= Set exercise =
Rename "white blaze on horse face" to "facial blaze on horse" wherever it occurs in the records, and reproduce all of their lines with nothing else changed.

(Region annotation items)
——
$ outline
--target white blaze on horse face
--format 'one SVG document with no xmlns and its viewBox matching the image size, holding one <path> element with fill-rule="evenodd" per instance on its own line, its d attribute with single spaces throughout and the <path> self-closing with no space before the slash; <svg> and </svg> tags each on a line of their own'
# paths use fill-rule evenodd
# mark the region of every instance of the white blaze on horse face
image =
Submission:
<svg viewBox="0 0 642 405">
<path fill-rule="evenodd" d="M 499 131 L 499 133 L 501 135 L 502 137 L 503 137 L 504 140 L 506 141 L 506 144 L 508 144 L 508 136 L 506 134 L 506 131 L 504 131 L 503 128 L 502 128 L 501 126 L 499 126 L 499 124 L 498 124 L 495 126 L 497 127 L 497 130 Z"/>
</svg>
——
= Solution below =
$ outline
--target facial blaze on horse
--format 'one SVG document with no xmlns and its viewBox matching the image size, holding one <path> element with fill-rule="evenodd" per instance on its own line, its d attribute with single spaces throughout and the <path> self-closing with no space before the slash; <svg> and </svg> tags each on a line of their own'
# paths use fill-rule evenodd
# mark the region of every instance of the facial blaze on horse
image =
Submission:
<svg viewBox="0 0 642 405">
<path fill-rule="evenodd" d="M 499 131 L 499 133 L 501 135 L 502 137 L 503 137 L 504 140 L 506 141 L 506 144 L 508 144 L 508 136 L 506 134 L 506 131 L 504 131 L 503 128 L 502 128 L 501 126 L 499 126 L 499 124 L 498 124 L 495 126 L 497 127 L 497 130 Z"/>
</svg>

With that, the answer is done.